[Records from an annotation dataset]
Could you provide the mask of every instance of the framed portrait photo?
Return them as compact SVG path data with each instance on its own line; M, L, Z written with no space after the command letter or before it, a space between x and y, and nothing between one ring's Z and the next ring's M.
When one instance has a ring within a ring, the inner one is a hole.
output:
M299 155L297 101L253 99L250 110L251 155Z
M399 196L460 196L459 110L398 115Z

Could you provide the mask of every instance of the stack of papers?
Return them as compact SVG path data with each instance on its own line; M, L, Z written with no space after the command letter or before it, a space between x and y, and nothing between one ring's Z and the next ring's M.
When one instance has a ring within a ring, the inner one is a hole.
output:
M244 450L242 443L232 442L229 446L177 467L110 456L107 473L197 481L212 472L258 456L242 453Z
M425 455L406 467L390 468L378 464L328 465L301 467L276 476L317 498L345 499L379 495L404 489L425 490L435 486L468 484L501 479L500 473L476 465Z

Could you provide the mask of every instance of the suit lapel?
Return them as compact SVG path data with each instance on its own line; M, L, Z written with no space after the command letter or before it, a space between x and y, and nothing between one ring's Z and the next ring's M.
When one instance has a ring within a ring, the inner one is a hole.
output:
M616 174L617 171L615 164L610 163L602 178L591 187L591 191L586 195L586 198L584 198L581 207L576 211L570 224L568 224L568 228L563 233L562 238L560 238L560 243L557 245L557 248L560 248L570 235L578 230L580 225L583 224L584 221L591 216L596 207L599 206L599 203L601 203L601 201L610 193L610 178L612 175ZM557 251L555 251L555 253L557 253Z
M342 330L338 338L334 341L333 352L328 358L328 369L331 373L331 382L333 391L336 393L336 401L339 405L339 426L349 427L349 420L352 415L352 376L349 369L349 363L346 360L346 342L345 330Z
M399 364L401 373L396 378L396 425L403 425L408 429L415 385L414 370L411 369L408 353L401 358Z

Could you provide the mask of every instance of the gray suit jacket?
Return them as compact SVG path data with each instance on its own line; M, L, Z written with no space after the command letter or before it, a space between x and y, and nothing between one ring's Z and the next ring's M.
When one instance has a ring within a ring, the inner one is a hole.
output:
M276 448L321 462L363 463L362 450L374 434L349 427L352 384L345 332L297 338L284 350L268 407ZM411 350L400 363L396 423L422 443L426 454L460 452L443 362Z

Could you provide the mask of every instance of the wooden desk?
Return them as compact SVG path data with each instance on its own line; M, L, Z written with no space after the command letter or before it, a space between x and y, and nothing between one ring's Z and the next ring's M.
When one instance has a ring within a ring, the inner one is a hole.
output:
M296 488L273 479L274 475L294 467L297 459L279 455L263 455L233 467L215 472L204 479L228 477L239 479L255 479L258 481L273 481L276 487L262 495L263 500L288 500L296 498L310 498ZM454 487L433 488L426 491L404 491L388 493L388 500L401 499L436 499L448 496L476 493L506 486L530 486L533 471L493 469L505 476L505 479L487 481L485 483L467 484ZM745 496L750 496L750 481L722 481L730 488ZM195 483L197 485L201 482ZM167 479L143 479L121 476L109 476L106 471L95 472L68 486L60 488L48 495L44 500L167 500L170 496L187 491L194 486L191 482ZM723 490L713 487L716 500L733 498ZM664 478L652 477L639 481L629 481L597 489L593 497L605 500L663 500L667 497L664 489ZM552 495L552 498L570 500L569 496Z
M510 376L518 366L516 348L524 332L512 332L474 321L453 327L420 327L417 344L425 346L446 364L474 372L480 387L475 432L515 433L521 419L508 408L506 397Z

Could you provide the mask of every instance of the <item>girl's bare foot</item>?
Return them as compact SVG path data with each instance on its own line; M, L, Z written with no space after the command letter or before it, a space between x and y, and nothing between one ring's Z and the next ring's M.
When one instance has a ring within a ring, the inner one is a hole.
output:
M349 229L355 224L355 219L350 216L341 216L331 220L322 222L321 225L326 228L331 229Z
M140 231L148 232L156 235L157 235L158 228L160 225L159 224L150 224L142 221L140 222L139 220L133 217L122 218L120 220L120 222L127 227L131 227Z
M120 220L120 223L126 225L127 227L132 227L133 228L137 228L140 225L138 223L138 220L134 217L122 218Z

- **Problem details**:
Copy the lines from the first one through the line containing "M399 196L460 196L459 110L398 115Z", renaming "framed portrait photo" to "framed headshot" and leaving everything else unchanged.

- **Exercise answer**:
Could you provide the mask of every instance of the framed headshot?
Return them as compact SVG path data with each instance on its own line; M, L, Z written with no space after the command letter or before it, a space between x and y, and nothing between one ring's Z and the next ring's M.
When one instance has a ring within a ring, the inner one is a hole.
output:
M299 155L297 101L253 99L250 110L251 155Z
M399 196L460 196L459 110L398 115Z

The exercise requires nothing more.